— RECORDS PROVIDED —
[Start of section]

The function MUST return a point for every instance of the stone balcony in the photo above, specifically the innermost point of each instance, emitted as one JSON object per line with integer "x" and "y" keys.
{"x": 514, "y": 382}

[End of section]
[Start of section]

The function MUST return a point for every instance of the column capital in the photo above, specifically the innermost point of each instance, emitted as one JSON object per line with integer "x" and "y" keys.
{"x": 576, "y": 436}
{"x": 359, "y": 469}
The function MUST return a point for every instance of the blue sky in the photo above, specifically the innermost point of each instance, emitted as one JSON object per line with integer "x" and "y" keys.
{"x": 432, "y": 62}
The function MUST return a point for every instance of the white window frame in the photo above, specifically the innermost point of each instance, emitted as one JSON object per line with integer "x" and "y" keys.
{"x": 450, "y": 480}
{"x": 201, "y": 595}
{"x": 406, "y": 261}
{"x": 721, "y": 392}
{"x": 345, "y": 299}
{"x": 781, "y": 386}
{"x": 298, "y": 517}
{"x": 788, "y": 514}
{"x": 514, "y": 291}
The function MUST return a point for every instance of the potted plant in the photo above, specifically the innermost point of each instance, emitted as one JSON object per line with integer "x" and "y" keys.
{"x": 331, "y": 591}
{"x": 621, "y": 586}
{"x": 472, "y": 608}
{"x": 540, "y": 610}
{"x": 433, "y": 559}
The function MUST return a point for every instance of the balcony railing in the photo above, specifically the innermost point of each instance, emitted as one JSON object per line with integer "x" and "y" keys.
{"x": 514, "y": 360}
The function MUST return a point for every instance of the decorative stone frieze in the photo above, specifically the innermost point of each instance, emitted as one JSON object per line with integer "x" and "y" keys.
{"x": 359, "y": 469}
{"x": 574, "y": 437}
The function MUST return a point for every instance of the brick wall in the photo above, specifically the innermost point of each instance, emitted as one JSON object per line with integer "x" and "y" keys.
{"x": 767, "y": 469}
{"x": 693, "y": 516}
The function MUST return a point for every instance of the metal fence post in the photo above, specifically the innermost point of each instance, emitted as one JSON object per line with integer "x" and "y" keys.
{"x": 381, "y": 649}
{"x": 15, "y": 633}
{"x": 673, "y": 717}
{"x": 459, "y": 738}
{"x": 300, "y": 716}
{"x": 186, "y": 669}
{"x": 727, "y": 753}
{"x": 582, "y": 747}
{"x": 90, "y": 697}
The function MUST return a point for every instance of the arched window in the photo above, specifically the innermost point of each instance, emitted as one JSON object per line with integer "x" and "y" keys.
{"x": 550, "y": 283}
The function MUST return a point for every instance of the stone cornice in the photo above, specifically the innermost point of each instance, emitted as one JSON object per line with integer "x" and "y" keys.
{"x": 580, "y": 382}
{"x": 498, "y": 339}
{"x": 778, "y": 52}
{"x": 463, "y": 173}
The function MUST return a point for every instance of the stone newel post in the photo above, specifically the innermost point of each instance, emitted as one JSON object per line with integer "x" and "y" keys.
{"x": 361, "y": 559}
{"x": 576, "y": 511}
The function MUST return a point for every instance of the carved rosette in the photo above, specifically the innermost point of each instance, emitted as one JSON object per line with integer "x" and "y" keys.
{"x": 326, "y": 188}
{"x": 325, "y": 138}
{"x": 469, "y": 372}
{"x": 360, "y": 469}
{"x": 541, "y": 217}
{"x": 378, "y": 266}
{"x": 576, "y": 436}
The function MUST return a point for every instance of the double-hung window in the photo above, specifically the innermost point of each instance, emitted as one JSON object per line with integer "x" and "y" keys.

[End of section]
[Start of section]

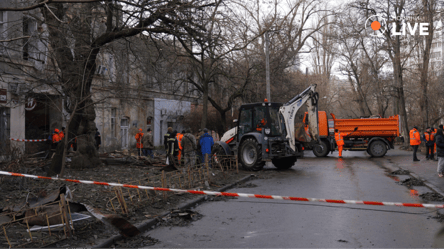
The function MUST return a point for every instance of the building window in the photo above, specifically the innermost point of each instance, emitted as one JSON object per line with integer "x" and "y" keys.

[End of section]

— EXERCISE PROMPT —
Print, without alteration, only the lines above between the one holding "of the carved" and the one holding "of the double-hung", inclusive.

— THE ANSWER —
The function MUST return a point for every instance of the carved rosette in the photo above, specifically the innermost point of each instance, emitted as one JSON object per line with integer "x" and "y" keys.
{"x": 326, "y": 188}
{"x": 325, "y": 138}
{"x": 469, "y": 372}
{"x": 360, "y": 469}
{"x": 541, "y": 217}
{"x": 378, "y": 266}
{"x": 576, "y": 436}
The function MUST return a point for every instance of the double-hung window in the photo above, specifically the innermost point of each instance, emitted as one JSON object per line with integer "x" and "y" keys.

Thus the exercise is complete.